## WRITTEN EXERCISE:
Please count the rows below that contain the string "pink" and give only that number. Case matters, so a capitalized form doesn't count.

## EXTRACTED MATERIAL:
╔══

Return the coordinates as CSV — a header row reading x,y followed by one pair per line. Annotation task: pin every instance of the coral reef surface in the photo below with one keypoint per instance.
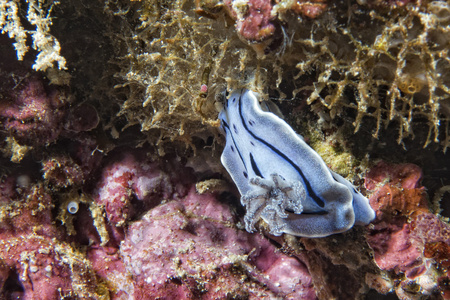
x,y
111,185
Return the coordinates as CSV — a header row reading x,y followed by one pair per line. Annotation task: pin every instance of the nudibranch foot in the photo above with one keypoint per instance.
x,y
272,199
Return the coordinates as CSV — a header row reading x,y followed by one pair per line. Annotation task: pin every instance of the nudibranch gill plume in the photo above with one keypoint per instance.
x,y
280,178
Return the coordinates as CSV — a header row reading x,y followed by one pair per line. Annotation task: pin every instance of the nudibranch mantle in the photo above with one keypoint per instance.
x,y
280,178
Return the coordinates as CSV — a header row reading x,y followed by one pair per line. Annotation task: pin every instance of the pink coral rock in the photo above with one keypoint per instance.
x,y
33,113
132,176
406,238
35,260
191,249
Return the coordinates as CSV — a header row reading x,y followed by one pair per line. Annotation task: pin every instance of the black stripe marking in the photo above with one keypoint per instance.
x,y
309,189
255,167
225,125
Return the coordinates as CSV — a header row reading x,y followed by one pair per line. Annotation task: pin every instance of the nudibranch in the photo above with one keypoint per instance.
x,y
280,178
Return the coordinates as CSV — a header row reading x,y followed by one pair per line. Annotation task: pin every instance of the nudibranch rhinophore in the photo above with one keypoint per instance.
x,y
281,179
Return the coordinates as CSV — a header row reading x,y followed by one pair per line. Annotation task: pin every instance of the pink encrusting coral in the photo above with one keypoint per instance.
x,y
131,176
404,228
253,19
36,261
32,113
191,248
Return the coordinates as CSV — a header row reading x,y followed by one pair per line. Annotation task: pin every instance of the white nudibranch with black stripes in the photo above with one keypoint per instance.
x,y
281,179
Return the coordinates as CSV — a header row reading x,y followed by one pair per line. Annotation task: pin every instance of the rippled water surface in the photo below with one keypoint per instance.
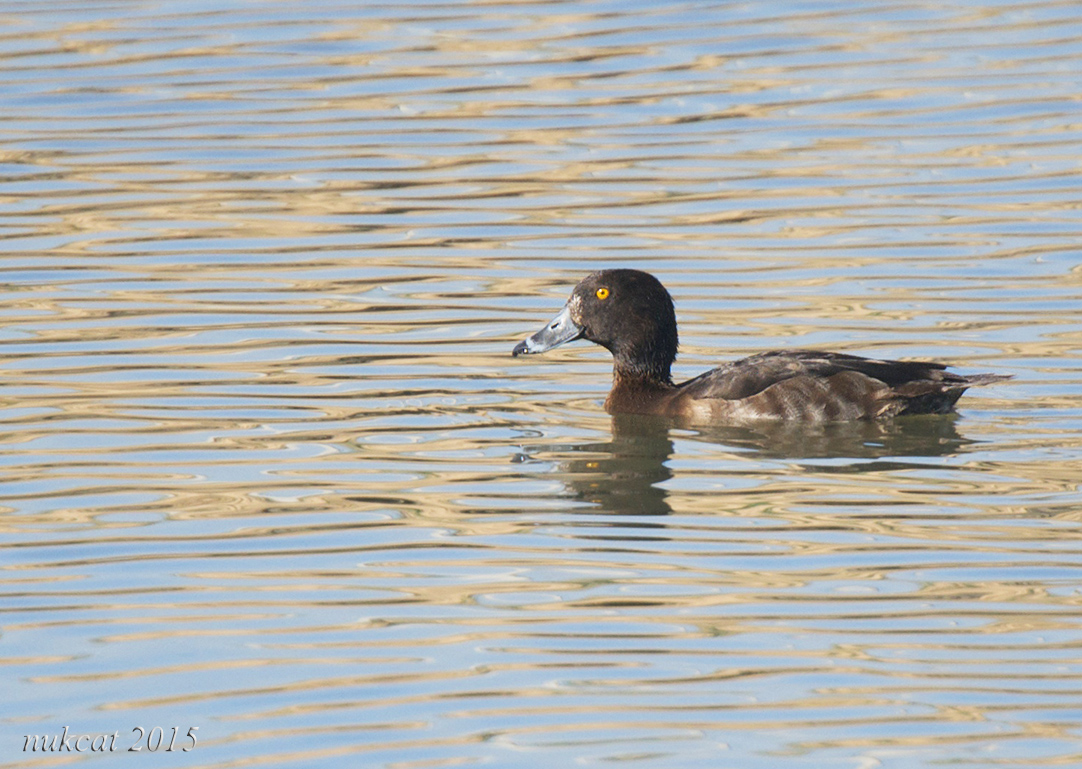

╚══

## EXERCISE RESPONSE:
2